Please continue the forum discussion below about a sun-heated flying tube, picking up right after its final sentence.

- _Reading text_
##############################
You might have to make use of the "pulse jet" principle, to ensure the hot air only exits in one direction. Ram jets only work when air is entering the engine at supersonic speed.
-- Vernon, Feb 23 2014


That is right. Maybe globs of air could move Down the tube thru chambers with connectors that open and close. 1 and 2 would connect and 3 and 4 would connect. Then 1 would be open to the from, 2 and 3 would connect and 4 would connect to 5. Like locks in a canal.

I thought high altitude for this would let it be heated more readily by the sun (less convective cooling). I am not sure if that is true for any altitude where there would be enough gas mass to propel an aircraft.
-- bungston, Feb 23 2014


If the air is hot on the solar side and cool on the shaded side, those two regions of air will move at different speeds.

If it is easy to leave the hot side, but just a few obstacles on the cool side. Maybe just a rough and smooth finish on inside of the tube.

Maybe paint black on top in the sun and white in the shade.

A saw tooth surface might cause the air to go slighty more in one direction, after picking up heat from the wall.

NASA must have a simulation program for air at those pressures and temps.
-- popbottle, Feb 23 2014


I agree with [Vernon] - ramjets are counterintuitive beasts which rely on the weird behaviour of gases at very high velocities. That's not to say this is impossible, but it might be impossible.

A pulse-jet would indeed be more feasible.

As for altitude and gas density - that's tricky too. Less density means you can reach higher speeds for any given thrust, so the tradeoff might work in your favour (or against it - I don't know enough to tell).
-- MaxwellBuchanan, Feb 23 2014


Make it a turbojet, with a lightweight propeller in the front drawing air in connected by shaft to a propeller in the exhaust stream, with the props blades canted appropriately to give it enough torque to power the front prop.
-- Kansan101, Feb 23 2014


Put an axis on the tube, and spin it, to even out temperature differences, or just lots of bacofoil reflectors for the underside.
-- not_morrison_rm, Feb 23 2014


I like spinning it. It would be long and thin. I think the whole thing should be black to maximize heating. It is really more of a flying solar chimney than anything to do with jets. The interior locks compensate for the fact that it is not vertical.
-- bungston, Feb 23 2014


Neat idea.
-- doctorremulac3, Feb 23 2014


//flying solar chimney// That's the ticket. Turboshaft-style. Make it a vertical chimney, propeller inside the chimney spun by the rising air drives other props on the outer sides for horizontal motion.
-- lurch, Feb 24 2014


// //flying solar chimney// That's the ticket.//

I think that catching that upwards moving hot air with a turbine then transferring it to propellers wouldn't provide as much thrust as just blowing the rising air out of the rear of the top, jet engine style. Friction and transfer loss of the mechanism eh? The simple jet thing at the top might work.
##############################
- _Material_

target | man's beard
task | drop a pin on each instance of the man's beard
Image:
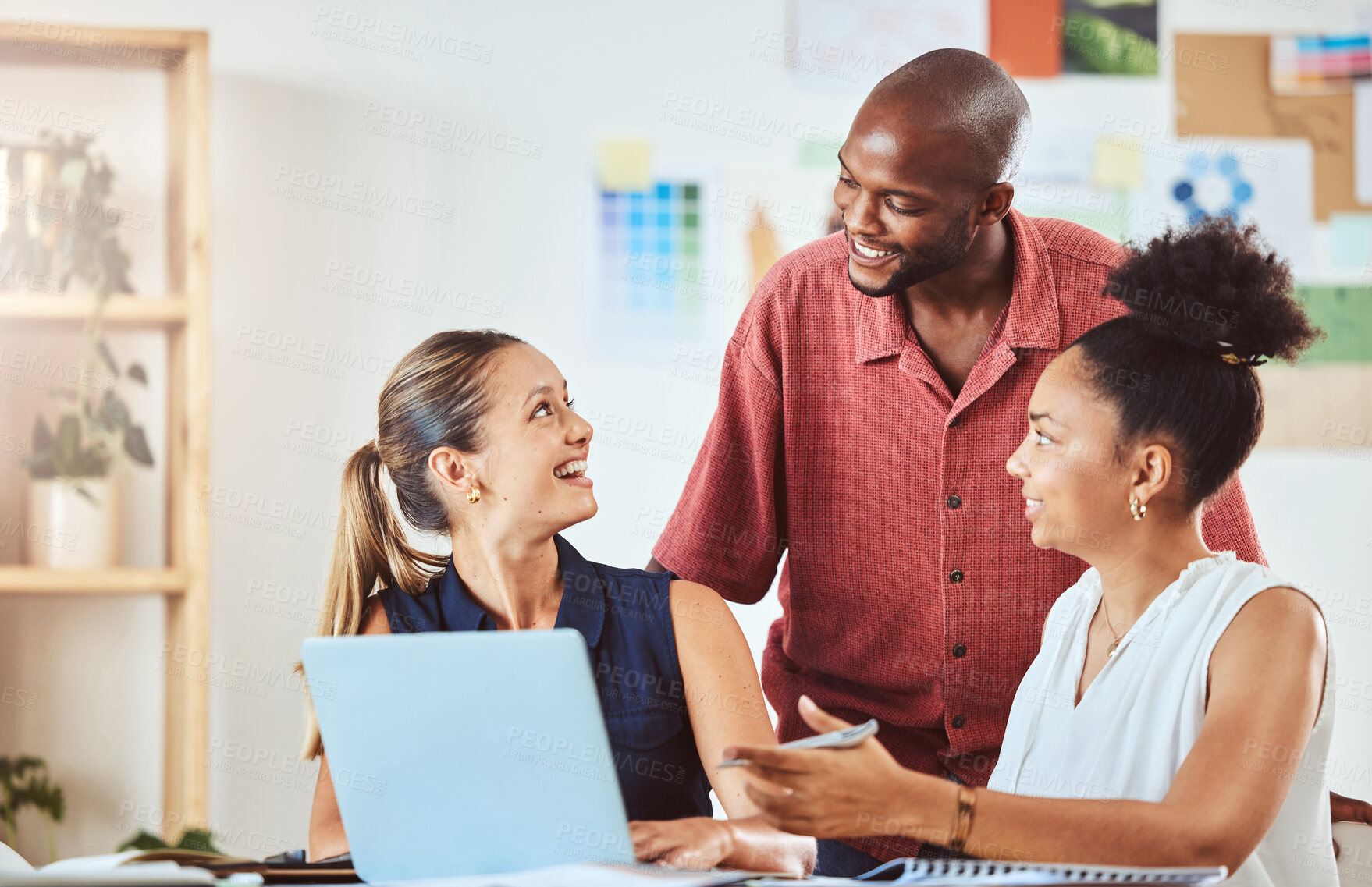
##############################
- _Output below_
//The interior locks compensate for the fact that it is not vertical.//

Why not make it vertical? Big long solar chimney, the body an elongated torus, (whatever that's called) heated air coming up through the center is directed backwards once it hits the top propelling the thing forward. The other thing you could do is have the whole thing spinning using vanes lining the interior duct then have a very lightweight propellor at the top that's on a bendy thing so it droops down and faces forward. No gears and very little friction. Seems like you'd probably get some movement out of it.

The suggested pulse jet thing might work, just very slowly. I guess you'd open a shaft down the middle to let air in, close both ends and let the air heat up then open one end to squirt if forward.
-- doctorremulac3, Feb 24 2014


This is one of those back-burner ideas I want to see made so much that make my fillings ache thinking about it.
Honestly.
Keeps me up at night sometimes.

It can be done though. All kinds of funky shapes and vortices and pressures involved. Very pretty. Massive implications when it finally gets built too. Floating airports and such...
Wish I was going to be alive long enough to see it real. (+)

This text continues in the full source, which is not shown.